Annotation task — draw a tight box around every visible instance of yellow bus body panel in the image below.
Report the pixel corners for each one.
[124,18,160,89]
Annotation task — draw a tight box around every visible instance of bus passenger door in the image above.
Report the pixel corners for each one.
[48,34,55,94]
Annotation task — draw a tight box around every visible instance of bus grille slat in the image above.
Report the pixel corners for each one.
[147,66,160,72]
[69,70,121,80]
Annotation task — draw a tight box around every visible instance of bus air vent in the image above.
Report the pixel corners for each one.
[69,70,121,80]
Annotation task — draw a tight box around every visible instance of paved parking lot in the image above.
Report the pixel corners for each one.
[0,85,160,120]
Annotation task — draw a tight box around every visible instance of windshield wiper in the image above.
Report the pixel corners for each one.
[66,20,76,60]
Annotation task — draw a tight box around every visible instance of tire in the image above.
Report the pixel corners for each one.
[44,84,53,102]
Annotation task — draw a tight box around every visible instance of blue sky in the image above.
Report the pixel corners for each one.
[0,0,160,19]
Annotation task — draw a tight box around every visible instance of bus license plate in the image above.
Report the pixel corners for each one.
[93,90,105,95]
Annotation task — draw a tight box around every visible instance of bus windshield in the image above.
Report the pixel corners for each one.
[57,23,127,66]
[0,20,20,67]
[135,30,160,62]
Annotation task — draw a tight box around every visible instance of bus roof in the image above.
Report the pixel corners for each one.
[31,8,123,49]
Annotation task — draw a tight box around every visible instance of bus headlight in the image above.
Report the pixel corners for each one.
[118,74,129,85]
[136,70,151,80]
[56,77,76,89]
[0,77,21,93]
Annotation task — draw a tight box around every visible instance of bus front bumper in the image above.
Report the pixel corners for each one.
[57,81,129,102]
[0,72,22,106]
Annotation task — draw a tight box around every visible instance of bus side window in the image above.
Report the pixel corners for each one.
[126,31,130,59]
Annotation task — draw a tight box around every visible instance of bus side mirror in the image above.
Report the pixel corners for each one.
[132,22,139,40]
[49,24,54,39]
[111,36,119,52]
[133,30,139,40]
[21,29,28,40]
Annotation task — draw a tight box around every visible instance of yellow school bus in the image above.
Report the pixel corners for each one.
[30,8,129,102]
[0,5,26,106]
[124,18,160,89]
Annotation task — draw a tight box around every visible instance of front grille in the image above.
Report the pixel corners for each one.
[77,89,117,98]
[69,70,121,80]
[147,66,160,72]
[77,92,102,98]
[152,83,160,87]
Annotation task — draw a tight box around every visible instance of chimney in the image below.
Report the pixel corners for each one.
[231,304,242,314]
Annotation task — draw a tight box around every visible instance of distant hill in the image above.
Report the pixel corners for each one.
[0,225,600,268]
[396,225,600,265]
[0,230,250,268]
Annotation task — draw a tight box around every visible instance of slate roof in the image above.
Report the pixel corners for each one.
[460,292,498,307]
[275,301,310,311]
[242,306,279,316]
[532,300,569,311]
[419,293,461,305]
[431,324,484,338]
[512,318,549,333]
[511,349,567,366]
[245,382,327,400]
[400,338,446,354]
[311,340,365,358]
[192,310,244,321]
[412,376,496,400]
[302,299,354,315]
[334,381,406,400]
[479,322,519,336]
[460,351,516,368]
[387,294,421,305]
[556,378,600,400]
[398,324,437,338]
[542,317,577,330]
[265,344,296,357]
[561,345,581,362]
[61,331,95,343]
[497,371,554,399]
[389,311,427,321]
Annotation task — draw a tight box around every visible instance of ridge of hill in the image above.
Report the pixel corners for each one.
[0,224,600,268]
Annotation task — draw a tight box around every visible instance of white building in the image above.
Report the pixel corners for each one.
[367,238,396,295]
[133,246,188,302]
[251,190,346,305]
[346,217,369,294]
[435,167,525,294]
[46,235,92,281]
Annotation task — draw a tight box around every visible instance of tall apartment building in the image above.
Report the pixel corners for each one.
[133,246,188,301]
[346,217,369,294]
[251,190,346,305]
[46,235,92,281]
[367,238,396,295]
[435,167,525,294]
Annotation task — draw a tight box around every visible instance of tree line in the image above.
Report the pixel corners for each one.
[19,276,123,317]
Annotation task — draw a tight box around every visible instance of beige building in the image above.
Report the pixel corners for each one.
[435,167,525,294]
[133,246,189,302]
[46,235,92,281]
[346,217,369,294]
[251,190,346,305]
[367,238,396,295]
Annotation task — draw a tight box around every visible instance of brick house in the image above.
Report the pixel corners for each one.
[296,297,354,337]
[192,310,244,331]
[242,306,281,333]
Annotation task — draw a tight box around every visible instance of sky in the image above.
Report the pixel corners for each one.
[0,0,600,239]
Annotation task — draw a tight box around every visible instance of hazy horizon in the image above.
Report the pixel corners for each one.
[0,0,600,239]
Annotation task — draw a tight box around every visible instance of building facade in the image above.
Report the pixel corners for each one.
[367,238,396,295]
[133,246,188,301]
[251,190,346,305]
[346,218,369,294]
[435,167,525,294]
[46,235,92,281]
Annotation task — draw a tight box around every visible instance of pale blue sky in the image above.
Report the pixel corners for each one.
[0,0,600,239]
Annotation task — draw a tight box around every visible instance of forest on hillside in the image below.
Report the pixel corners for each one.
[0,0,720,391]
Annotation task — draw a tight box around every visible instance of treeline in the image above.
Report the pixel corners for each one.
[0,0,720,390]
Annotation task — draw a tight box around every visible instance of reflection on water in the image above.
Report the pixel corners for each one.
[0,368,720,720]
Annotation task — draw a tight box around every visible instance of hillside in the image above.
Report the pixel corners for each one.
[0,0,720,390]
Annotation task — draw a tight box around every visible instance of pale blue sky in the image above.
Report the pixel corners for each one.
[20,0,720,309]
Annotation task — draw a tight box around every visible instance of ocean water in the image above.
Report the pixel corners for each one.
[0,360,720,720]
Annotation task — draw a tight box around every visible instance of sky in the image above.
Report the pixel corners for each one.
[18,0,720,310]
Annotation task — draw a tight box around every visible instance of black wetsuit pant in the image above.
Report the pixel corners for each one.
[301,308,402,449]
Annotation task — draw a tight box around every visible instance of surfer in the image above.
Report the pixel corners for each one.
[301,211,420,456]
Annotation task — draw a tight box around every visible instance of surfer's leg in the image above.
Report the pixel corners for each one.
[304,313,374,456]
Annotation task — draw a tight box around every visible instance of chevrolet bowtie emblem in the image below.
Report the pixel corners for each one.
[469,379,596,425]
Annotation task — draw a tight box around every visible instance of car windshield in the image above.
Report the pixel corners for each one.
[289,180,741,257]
---
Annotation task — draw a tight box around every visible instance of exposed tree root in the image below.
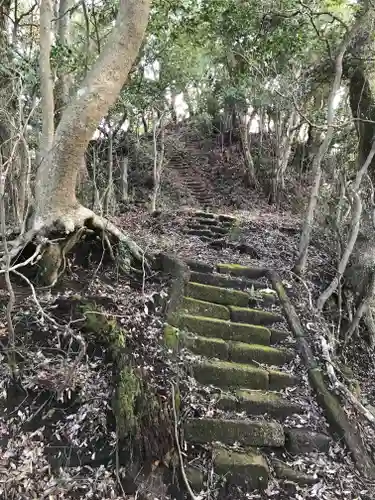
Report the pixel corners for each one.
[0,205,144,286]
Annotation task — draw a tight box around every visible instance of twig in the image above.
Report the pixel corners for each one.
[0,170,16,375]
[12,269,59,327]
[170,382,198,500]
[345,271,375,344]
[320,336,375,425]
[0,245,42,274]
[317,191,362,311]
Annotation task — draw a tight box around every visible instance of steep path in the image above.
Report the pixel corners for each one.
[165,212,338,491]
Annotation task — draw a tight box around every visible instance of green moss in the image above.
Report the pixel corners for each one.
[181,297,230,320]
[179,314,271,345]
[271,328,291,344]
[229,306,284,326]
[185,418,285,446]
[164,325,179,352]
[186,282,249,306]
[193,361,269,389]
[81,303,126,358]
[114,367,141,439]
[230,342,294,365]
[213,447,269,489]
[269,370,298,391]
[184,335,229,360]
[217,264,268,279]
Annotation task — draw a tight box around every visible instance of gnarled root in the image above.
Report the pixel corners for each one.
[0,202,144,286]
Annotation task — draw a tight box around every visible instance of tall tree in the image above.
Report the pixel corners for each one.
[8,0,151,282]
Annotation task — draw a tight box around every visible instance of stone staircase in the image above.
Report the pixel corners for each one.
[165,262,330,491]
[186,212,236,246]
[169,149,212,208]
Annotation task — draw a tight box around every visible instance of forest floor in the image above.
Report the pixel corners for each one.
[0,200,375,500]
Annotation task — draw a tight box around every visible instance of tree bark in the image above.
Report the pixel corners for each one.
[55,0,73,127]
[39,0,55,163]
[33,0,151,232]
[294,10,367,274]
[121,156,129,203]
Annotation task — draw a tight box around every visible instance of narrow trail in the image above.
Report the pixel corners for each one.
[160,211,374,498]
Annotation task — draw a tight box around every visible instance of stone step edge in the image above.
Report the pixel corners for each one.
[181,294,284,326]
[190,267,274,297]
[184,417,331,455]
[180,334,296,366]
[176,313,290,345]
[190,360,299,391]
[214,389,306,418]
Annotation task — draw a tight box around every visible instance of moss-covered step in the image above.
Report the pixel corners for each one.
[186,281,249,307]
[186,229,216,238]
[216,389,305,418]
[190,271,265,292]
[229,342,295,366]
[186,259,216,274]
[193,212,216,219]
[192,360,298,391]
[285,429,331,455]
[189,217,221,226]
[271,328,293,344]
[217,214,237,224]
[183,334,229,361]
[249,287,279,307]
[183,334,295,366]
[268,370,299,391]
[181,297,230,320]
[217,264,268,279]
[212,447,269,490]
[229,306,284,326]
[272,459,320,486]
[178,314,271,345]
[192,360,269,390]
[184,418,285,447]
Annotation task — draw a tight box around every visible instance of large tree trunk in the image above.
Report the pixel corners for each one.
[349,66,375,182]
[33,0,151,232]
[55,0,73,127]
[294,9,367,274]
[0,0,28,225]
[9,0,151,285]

# WHAT IS BEING ASKED
Retype the stretch of the listing that begins with the line containing "ocean water in the image above." and ends with the line containing "[289,180,741,257]", keeping both of those lines.

# RESPONSE FOR THIS EXERCISE
Annotation task — draw a tight box around every visible instance of ocean water in the image above.
Report the pixel corners for each one.
[0,360,720,720]
Annotation task — draw a tight box around every visible instance of sky in the image above.
Report the pixel corners for each one.
[18,0,720,310]
Annotation task — draw a tight box around every visible instance of black wetsuit pant in the image above.
Report the pixel corners for each one.
[301,308,402,449]
Annotation task — draw a tight box around every visible instance of surfer in the image above.
Report the pixel corners for each one.
[301,211,420,456]
Annotation task — draw a tight box around every visible instance of surfer's leg in the image above.
Report the pixel corners for each one.
[304,313,374,456]
Annotation task — draw a tight box around every visible instance of chevrolet bowtie emblem in the image below.
Report the pixel corners for each one.
[469,379,596,425]
Annotation task — draw a tight box around every visible instance of car windshield in the image above.
Report the pixel corners for each one.
[289,180,741,257]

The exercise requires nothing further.